Task to carry out: Please repeat only these lines, exactly: the one containing "Detection task: locate every floor" and all that come after it in the material.

═════ Entries shown

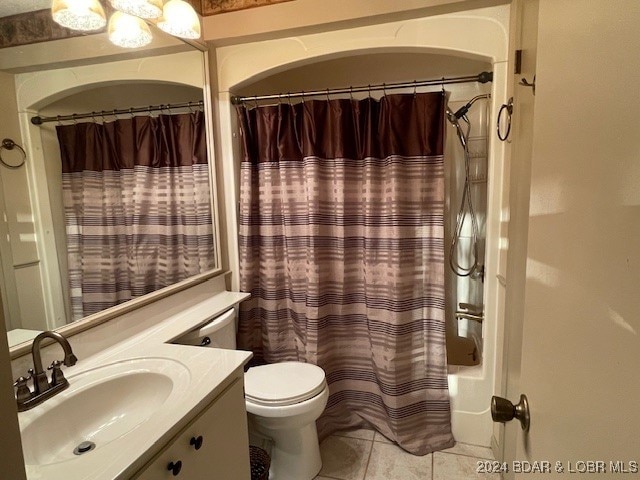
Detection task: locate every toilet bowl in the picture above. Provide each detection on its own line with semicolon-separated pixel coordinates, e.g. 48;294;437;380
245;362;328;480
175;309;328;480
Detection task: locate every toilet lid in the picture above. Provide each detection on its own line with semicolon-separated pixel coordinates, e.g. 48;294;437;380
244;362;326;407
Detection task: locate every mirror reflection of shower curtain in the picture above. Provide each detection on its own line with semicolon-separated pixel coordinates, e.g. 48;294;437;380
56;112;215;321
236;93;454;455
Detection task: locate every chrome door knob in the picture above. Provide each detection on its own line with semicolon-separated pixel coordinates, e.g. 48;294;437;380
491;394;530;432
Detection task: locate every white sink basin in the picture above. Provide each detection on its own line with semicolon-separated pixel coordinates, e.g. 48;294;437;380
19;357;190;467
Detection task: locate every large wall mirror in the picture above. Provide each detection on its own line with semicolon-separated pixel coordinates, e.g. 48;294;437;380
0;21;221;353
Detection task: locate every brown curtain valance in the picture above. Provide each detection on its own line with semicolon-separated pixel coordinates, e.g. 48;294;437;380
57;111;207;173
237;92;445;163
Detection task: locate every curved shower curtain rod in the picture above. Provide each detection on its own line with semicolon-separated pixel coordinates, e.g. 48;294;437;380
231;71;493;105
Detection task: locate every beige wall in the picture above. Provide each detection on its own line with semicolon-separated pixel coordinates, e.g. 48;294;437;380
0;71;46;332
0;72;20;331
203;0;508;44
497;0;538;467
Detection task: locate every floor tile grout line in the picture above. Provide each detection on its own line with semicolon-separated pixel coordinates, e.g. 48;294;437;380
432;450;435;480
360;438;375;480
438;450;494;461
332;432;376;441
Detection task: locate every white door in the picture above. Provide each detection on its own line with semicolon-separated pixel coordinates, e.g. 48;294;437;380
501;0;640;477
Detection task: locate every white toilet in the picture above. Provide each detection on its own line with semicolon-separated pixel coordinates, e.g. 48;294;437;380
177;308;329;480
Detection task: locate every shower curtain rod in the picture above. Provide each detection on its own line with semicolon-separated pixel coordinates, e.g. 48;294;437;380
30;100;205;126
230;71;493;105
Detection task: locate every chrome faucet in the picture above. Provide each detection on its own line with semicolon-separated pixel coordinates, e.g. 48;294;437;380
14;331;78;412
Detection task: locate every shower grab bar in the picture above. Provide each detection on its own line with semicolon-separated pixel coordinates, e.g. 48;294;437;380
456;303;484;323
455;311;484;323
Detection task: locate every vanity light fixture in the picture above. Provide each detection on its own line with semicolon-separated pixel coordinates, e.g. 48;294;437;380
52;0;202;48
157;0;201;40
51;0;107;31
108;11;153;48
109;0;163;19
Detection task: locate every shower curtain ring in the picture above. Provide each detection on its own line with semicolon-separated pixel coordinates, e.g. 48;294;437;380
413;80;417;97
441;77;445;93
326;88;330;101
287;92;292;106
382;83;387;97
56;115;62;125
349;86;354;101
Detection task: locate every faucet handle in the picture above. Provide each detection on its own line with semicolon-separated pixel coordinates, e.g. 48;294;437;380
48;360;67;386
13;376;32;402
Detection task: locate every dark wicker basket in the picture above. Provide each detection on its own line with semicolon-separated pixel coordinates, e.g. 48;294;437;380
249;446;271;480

══════════

Solved problem:
Detection task: locate every floor tile grout line in the picture above. Provide each detection on its own line with semicolon-separated pixel coordinates, e.g. 48;294;437;380
432;450;435;480
360;438;375;480
438;450;494;461
332;432;376;441
Detection task: locate every white door in the picture above. Provide each detection on its own line with semicolon-separated pixel coordinates, e.g. 48;294;437;380
501;0;640;477
Detection task: locate every white toilet in the picture above. Provide each detection on its own line with semicolon-separated pixel coordinates, e.g. 48;294;437;380
177;308;329;480
Detection task: locate every shower curtain rod in the picture above. Provide each detection on its own line with semicolon-separated pixel coordinates, e.g. 48;294;437;380
30;100;205;126
230;71;493;105
Detection task: locate every chrome faucet in the picture above. Provide each detection on its own line with semicolon-separated pixel coordinates, e.g. 48;294;437;380
14;331;78;412
Detection task: locate every shower grab bar in the picture above. Provide each detection on its own line with semicolon-separated pixel coordinates, e.g. 48;294;437;380
456;303;484;323
455;311;484;323
Detection task: locate every vanity light fixture in the picture above. Provide each detection on its own line with semicolon-separated pixel coordinates, e.g. 48;294;437;380
52;0;202;48
157;0;201;40
51;0;107;31
108;11;153;48
109;0;163;19
Detection task: locate every shower curtain ring in the picture above. Provide each detection on its own line with semicolon-separated pixel coordinates, e.g. 48;294;437;380
413;80;417;97
441;77;445;93
326;88;330;101
287;92;292;106
382;83;387;97
56;115;62;125
349;86;354;101
Detection task: locate every faucet handle in the picture above. Provide each detection on its own line with semicolon-separated pixel coordinates, e.g. 48;294;437;380
48;360;67;386
13;376;32;402
Detection task: locate every dark wicker basket in the picture above. Provide each detection on its own line with semicolon-separated pixel coordinates, e.g. 48;294;437;380
249;446;271;480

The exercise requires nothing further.